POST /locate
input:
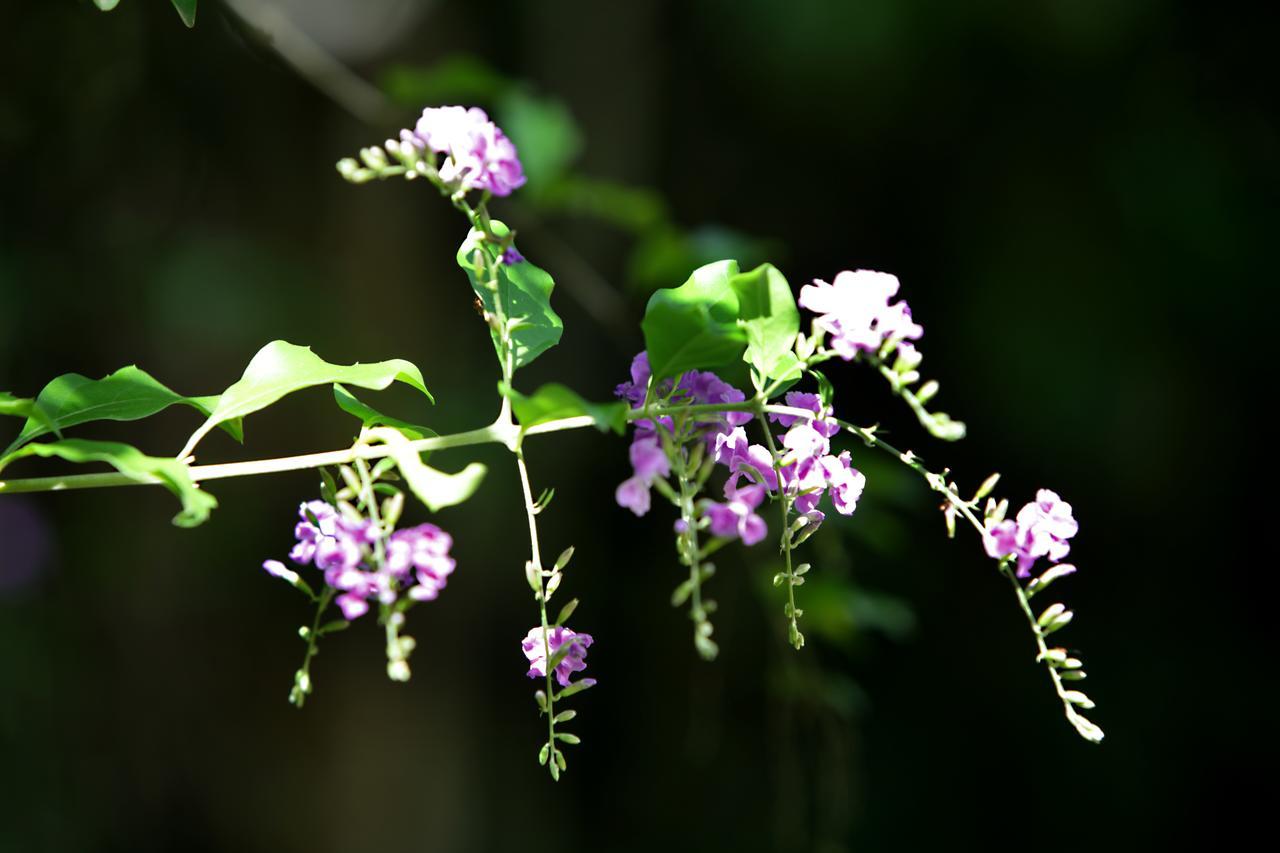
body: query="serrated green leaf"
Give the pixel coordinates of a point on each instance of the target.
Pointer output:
(526, 295)
(554, 401)
(186, 10)
(174, 475)
(370, 416)
(434, 488)
(768, 314)
(282, 368)
(694, 325)
(129, 393)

- Work to complete
Leave the pictures out and return the rest of the material exactly.

- Solution to the problem
POST /locate
input:
body: query="serrated green leaf"
Give the pixel coordinates of a point on each instance of the target.
Pointer output:
(526, 295)
(554, 401)
(186, 10)
(174, 475)
(370, 416)
(434, 488)
(768, 314)
(282, 368)
(694, 325)
(129, 393)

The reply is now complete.